Ryan Hill <dirtyepic@gentoo.org> wrote:

> USE flags should not affect CFLAGS unless there is a very good reason

A valid reason should be that upstream would prefer to add these flags.

Please note that usually upstream should know best which CFLAGS
to add, because upstream is usually the only instance fully familiar
with all details of the code (at least, upstream _should_ be so :) ).
In fact, a lot of flags are not only safe to add but really *should*
be added if the code was written with such flags in mind.

For instance, if the code contains no type-punning, -fstrict-aliasing
can be safely added, and it would be a waste of upstream's effort to
possibly avoid type-punning if it is not added in such a case.
Another example is -fmerge-all-constants where usually code is written
having in mind that optimizations due to this flag will happen
(e.g. certain constants are sometimes redundantly repeated in the
source [for convenience or possibly local change] instead of making
sure that they occur only once).

In fact, most CFLAGS are there for a reason (adding them is only
"ricing" if you do it without respecting details of the code).

So who should add the CFLAGS appropriate for a particular package?
The user cannot do it seriously for every package separately (this
option is reasonable only for binary distributions).
Some packages try to force CFLAGS on the user without asking, but
this is not very good, because the user might have a valid reason to
disagree with upstream's decisions. For instance, a flag might be
broken in a particular compiler version.

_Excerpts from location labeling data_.

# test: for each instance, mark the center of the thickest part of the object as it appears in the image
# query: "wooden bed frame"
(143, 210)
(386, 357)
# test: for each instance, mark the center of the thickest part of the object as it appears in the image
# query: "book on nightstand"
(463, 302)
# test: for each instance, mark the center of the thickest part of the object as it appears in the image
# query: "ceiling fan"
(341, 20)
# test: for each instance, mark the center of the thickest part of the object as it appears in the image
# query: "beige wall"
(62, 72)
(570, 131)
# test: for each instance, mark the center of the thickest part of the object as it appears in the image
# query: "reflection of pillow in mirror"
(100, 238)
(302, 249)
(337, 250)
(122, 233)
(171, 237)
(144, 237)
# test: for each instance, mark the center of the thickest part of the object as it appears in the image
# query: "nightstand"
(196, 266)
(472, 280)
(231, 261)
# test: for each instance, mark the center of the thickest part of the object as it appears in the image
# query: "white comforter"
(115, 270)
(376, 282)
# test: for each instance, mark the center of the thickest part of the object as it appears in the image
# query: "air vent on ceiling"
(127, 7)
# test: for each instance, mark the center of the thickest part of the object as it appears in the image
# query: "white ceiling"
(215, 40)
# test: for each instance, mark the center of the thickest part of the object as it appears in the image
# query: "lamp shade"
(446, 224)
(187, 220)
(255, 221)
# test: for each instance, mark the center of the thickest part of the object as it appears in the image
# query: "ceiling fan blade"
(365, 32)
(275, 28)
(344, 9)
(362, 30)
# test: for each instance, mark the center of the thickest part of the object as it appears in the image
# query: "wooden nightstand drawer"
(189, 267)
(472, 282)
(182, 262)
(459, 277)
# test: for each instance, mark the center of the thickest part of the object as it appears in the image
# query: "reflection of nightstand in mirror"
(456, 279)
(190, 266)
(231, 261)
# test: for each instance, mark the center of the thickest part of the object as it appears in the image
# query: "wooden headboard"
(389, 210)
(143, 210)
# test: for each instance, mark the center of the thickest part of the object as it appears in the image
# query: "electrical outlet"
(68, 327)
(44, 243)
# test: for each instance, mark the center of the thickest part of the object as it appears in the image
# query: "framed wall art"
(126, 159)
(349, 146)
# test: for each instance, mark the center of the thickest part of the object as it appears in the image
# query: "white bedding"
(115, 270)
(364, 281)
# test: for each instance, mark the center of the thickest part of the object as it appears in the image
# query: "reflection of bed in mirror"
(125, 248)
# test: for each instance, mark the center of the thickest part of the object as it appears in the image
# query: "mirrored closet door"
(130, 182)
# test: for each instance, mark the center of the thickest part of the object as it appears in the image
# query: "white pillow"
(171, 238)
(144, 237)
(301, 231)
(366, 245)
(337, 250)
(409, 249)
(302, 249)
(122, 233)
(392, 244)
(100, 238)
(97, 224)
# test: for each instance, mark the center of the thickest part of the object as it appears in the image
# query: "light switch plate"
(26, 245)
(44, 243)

_Directions_.
A. According to the message about CFLAGS, under what condition can -fstrict-aliasing be safely added?
B. Retype the part of the CFLAGS message starting at "A valid reason should" and ending at "flags in mind.".

_Written answers_.
A. It can be safely added if the code contains no type-punning.

B.
A valid reason should be that upstream would prefer to add these flags.

Please note that usually upstream should know best which CFLAGS
to add, because upstream is usually the only instance fully familiar
with all details of the code (at least, upstream _should_ be so :) ).
In fact, a lot of flags are not only safe to add but really *should*
be added if the code was written with such flags in mind.